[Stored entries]
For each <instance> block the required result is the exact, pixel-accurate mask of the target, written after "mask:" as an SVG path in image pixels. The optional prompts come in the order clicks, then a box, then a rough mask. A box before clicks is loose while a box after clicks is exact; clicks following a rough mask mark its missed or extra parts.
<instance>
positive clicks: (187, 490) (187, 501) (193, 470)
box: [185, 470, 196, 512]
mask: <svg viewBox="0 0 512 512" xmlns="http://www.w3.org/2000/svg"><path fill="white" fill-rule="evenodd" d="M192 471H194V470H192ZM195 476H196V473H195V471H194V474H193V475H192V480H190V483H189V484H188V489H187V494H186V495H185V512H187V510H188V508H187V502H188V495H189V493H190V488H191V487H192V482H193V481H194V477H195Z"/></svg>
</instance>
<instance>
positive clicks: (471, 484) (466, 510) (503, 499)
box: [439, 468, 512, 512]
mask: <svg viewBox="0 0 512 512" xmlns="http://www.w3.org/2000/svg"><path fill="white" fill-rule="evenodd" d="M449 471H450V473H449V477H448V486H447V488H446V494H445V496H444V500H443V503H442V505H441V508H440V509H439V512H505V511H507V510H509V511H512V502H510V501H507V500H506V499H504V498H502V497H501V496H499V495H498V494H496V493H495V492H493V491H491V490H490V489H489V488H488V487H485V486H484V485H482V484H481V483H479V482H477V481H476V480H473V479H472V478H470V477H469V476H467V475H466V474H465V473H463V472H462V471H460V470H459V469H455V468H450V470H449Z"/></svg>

_What is being asked_: Copy out all lines from the records where the word "clicks" appears.

_Worked solution_:
For each <instance> block the required result is the exact, pixel-accurate mask of the target, written after "mask:" as an SVG path in image pixels. The optional prompts come in the order clicks, then a box, then a rough mask. A box before clicks is loose while a box after clicks is exact; clicks following a rough mask mark its missed or extra parts.
positive clicks: (187, 490) (187, 501) (193, 470)
positive clicks: (471, 484) (466, 510) (503, 499)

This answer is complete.